_Testo estratto:_
3. In oltre Dio ama chi l'ama: Ego diligentes me diligo
(Prov. VIII, 17); e colma di grazie chi con amore lo cerca: Bonus est
Dominus... animae quaerenti illum (Theren. III, 25). Onde per conseguenza
chi più ama Dio, più spera nella sua bontà. E da tal confidenza nasce ne' santi
quella inalterabile tranquillità che gli fa stare sempre lieti ed in pace anche
in mezzo alle avversità; perchè, amando essi Gesù Cristo e sapendo quanto egli è
liberale de' suoi doni con chi l'ama, in lui solo confidano e trovano riposo.
Questa è la ragione per cui la sagra sposa abbondava di delizie, perchè, non
amando ella altri che il suo diletto, solo a lui si appoggiava; e sapendo quanto
egli è grato con chi l'ama, stava tutta contenta: onde di lei fu scritto:
Quae est ista quae ascendit de deserto deliciis affluens, innixa super
dilectum suum? (Cant. VIII, 5). Troppo è vero quel che diceva il Savio:
Venerunt autem mihi omnia bona pariter cum illa (Sap. VII, 11): insieme
colla carità viene all'anima ogni bene.
4. L'oggetto primario della speranza cristiana è Dio che
dall'anime si gode nel regno beato. Ma non crediamo che la speranza di godere
Dio nel paradiso sia di ostacolo alla carità; poichè la speranza del paradiso è
inseparabilmente annessa alla carità, la quale nel paradiso si perfeziona e
trova il suo pieno compimento. La carità è quel tesoro infinito, come dice il
Savio, che ci rende amici di Dio: Infinitus enim thesaurus est hominibus quo
qui usi sunt participes facti sunt amicitiae Dei (Sap. VII, 14). — Scrive S.
Tommaso l'Angelico (2. 2. q. 65, a. 5) che l'amicizia ha per fondamento la
comunicazione de' beni, perchè non essendo altro l'amicizia che un amor
reciproco tra gli amici, è necessario ch'essi reciprocamente si faccian del bene
quanto a ciascuno conviene. Onde dice il santo: Si nulla esset communicatio,
nulla esset amicitia. Che perciò disse Gesù Cristo a' suoi discepoli: Vos
autem dixi amicos, quia omnia quaecumque audivi a Patre meo nota feci vobis
(Io. XV, 15). Perchè gli avea fatti suoi amici, avea lor comunicati tutti i suoi
segreti.

[Una serie di materiale]
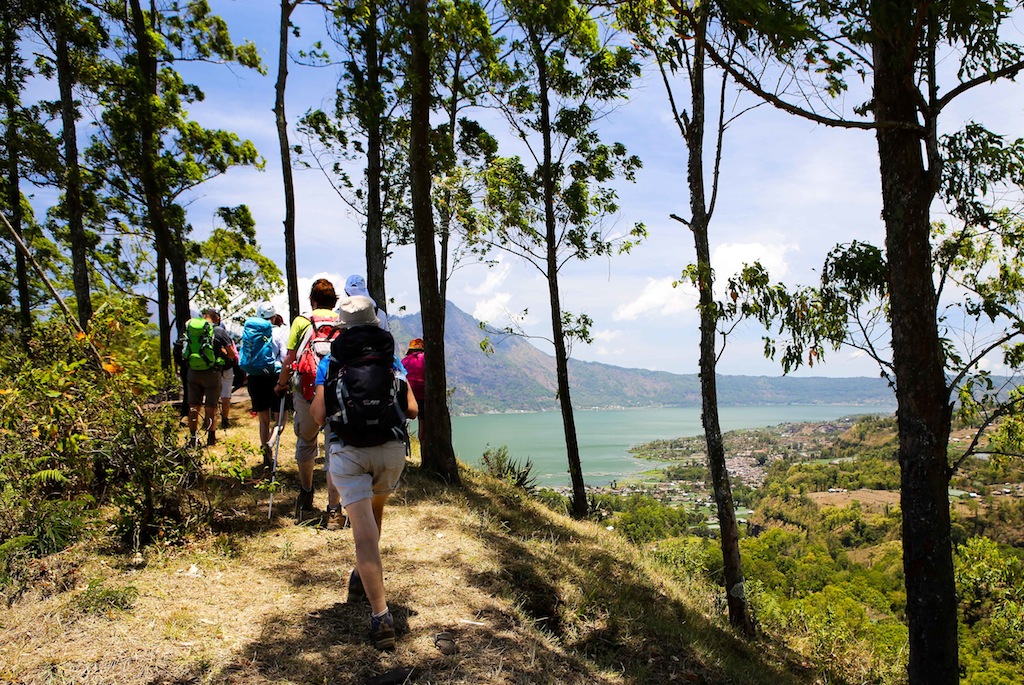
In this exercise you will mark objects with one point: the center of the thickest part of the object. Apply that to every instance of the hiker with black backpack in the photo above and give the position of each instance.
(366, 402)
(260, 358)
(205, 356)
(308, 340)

---

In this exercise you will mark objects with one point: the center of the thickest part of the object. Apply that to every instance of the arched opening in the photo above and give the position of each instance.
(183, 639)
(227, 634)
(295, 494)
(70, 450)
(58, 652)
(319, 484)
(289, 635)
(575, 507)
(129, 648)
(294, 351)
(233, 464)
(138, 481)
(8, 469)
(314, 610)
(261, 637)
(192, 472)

...

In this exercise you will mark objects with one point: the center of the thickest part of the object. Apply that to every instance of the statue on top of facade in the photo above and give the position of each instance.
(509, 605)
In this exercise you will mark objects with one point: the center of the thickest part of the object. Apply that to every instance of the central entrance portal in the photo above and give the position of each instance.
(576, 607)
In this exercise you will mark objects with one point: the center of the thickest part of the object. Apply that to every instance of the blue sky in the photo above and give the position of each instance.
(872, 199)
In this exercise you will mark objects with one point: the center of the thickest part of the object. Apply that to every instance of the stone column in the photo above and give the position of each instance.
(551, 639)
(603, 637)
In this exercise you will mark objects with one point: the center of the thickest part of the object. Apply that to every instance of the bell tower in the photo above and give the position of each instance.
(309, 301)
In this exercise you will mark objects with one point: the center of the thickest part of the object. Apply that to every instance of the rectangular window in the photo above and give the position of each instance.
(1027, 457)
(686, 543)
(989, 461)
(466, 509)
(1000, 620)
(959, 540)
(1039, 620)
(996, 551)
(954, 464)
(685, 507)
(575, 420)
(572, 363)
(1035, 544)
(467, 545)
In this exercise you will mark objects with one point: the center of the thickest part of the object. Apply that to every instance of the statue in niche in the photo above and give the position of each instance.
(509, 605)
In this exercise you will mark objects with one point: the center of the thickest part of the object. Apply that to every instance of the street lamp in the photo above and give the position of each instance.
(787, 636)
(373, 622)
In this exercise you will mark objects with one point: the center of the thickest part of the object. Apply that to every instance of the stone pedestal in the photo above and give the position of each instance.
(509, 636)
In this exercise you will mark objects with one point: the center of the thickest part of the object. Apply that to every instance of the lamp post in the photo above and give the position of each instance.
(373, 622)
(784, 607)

_Compiti da svolgere:_
A. Trascrivi parola per parola tutto ciò che nel testo estratto va da "3. In oltre" giù fino a "e trovano riposo.".
B. Nel testo estratto, quale fondamento attribuisce all'amicizia S. Tommaso l'Angelico?

_Soluzioni dell'esercizio:_
A.
3. In oltre Dio ama chi l'ama: Ego diligentes me diligo
(Prov. VIII, 17); e colma di grazie chi con amore lo cerca: Bonus est
Dominus... animae quaerenti illum (Theren. III, 25). Onde per conseguenza
chi più ama Dio, più spera nella sua bontà. E da tal confidenza nasce ne' santi
quella inalterabile tranquillità che gli fa stare sempre lieti ed in pace anche
in mezzo alle avversità; perchè, amando essi Gesù Cristo e sapendo quanto egli è
liberale de' suoi doni con chi l'ama, in lui solo confidano e trovano riposo.

B. La comunicazione de' beni.